### Set problem
Rewrite the lines below as a numbered list, skipping any blank lines and leaving the pictures out of your answer.

--- Start Material for the task ---

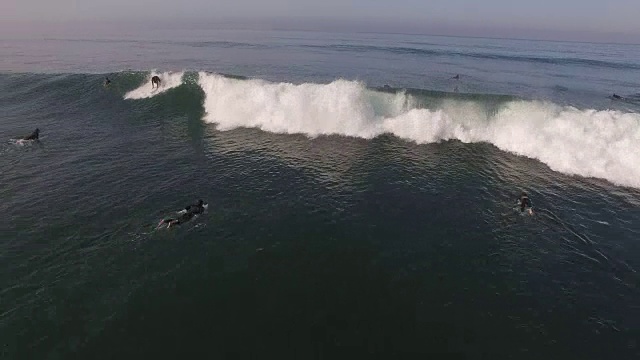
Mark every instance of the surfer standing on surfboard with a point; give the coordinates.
(155, 80)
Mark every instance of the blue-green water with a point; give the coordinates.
(346, 219)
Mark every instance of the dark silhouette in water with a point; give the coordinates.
(184, 215)
(35, 135)
(155, 81)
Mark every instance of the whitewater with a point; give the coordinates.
(590, 143)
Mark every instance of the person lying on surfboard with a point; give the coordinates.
(525, 203)
(184, 215)
(35, 135)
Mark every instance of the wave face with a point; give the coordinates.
(603, 144)
(169, 80)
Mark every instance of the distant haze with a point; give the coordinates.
(607, 20)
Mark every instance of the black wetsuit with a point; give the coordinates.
(190, 212)
(524, 202)
(34, 135)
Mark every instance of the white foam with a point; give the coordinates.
(169, 80)
(590, 143)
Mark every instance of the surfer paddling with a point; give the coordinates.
(155, 80)
(184, 215)
(525, 203)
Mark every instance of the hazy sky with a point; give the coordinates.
(501, 16)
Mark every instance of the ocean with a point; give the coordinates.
(362, 199)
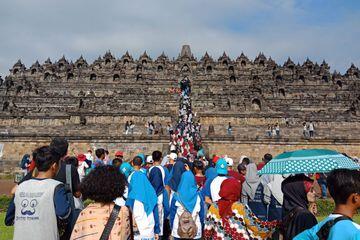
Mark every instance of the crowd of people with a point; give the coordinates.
(185, 137)
(163, 197)
(182, 195)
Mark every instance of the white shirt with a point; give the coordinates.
(195, 216)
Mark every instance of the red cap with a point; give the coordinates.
(81, 157)
(119, 153)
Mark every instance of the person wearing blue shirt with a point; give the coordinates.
(213, 182)
(100, 156)
(142, 199)
(187, 198)
(344, 188)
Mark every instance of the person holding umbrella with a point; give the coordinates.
(298, 194)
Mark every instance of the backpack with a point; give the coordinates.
(23, 162)
(74, 211)
(324, 231)
(187, 226)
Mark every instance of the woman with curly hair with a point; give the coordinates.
(228, 219)
(102, 185)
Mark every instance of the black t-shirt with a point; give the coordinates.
(61, 176)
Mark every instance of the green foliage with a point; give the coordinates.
(325, 206)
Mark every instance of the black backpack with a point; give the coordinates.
(324, 231)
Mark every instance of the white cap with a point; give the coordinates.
(173, 156)
(229, 161)
(149, 159)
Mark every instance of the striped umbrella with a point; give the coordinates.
(308, 161)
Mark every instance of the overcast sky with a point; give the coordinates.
(319, 29)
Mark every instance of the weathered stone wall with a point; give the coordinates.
(89, 103)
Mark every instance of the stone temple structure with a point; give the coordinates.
(89, 103)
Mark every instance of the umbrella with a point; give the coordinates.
(308, 161)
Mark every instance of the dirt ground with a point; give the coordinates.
(6, 185)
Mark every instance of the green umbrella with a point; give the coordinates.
(308, 161)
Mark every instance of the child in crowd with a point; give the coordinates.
(344, 188)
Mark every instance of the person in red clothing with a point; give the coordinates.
(199, 173)
(231, 172)
(267, 158)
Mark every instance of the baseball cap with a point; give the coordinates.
(229, 161)
(119, 153)
(221, 167)
(81, 157)
(149, 159)
(173, 156)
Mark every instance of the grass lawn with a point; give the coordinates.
(6, 233)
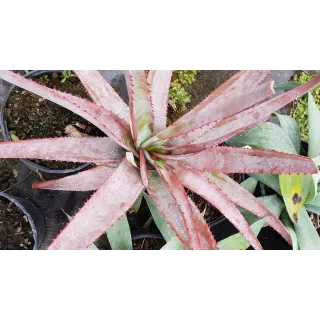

--- End Material for the task ---

### Finished exercise
1. Mark every instance of the surfer standing on surfboard with a point; give the coordinates.
2. (155, 80)
3. Mark every instance of the blue-green water with a point; give the coordinates.
4. (346, 219)
5. Mark every instance of the dark silhouette in water with a point; give the coordinates.
6. (184, 215)
7. (35, 135)
8. (155, 81)
9. Mark every instance of the whitewater with a point; give the coordinates.
10. (590, 143)
11. Mark every instance of the person lying on surfboard with a point; give the coordinates.
12. (525, 203)
13. (184, 215)
14. (35, 135)
15. Mark every instance of the wave face with a point; give the coordinates.
16. (603, 144)
17. (169, 80)
18. Mark every instance of the distant haze with a point; give the coordinates.
19. (607, 20)
20. Mark every instance of the black wetsuit with a point; give the coordinates.
21. (190, 212)
22. (524, 202)
23. (34, 135)
24. Mark every instance of the white foam with a point; give the coordinates.
25. (169, 80)
26. (590, 143)
27. Mark every instance of the surfer paddling with a point; give the coordinates.
28. (155, 80)
29. (184, 215)
30. (525, 203)
31. Mark every instance of the hazy sky with a point; give the coordinates.
32. (501, 16)
33. Mark every instance of the ocean with a point; give the coordinates.
34. (362, 199)
35. Mark every instance of the crowd of people with a point; give the coordinates.
36. (185, 137)
37. (163, 197)
38. (182, 195)
39. Mark every instance of the white shirt with a point; give the coordinates.
40. (195, 216)
41. Mark every instance of the red cap with a point; give the coordinates.
42. (81, 157)
43. (119, 153)
44. Mark every instance of the person wearing blue shirt with a point; give the coordinates.
45. (213, 182)
46. (100, 156)
47. (142, 199)
48. (187, 198)
49. (344, 188)
50. Mark every instance of the person holding umbrella with a point; give the coordinates.
51. (298, 194)
52. Mark every instance of the backpack with a point; give the coordinates.
53. (23, 162)
54. (74, 211)
55. (324, 231)
56. (187, 226)
57. Mark every instance of the woman with curly hair with a point; give the coordinates.
58. (228, 219)
59. (102, 185)
60. Mark every instance of the black t-shirt with a point; give the coordinates.
61. (61, 176)
62. Mark every instance of the green foliage with a point; give the coordinates.
63. (325, 206)
64. Mark every instance of the black backpack with a point; give the coordinates.
65. (324, 231)
66. Mark every instance of the white cap with a point; give the coordinates.
67. (173, 156)
68. (229, 161)
69. (149, 159)
70. Mark every instance of the striped umbrella with a point; give the coordinates.
71. (308, 161)
72. Mark every instance of the overcast sky with a point; give the coordinates.
73. (319, 29)
74. Mark every instance of the weathered stone wall with a point; give the coordinates.
75. (89, 103)
76. Mark every instance of the stone temple structure with a point; give the coordinates.
77. (89, 103)
78. Mark every instance of the umbrella with a point; give the coordinates.
79. (308, 161)
80. Mark every instance of the dirt ground with a point; give the coordinates.
81. (6, 185)
82. Mark every instance of the green umbrella with a point; give the coordinates.
83. (308, 161)
84. Mark every instance of the child in crowd with a point; give the coordinates.
85. (344, 188)
86. Mark every instance of the person in red clothing with a point; give the coordinates.
87. (199, 173)
88. (231, 172)
89. (267, 158)
90. Mark every instance of the baseball cap with a point; give the coordinates.
91. (229, 161)
92. (119, 153)
93. (221, 167)
94. (81, 157)
95. (149, 159)
96. (173, 156)
97. Mark every instance of the grass lawn with a point; give the coordinates.
98. (6, 233)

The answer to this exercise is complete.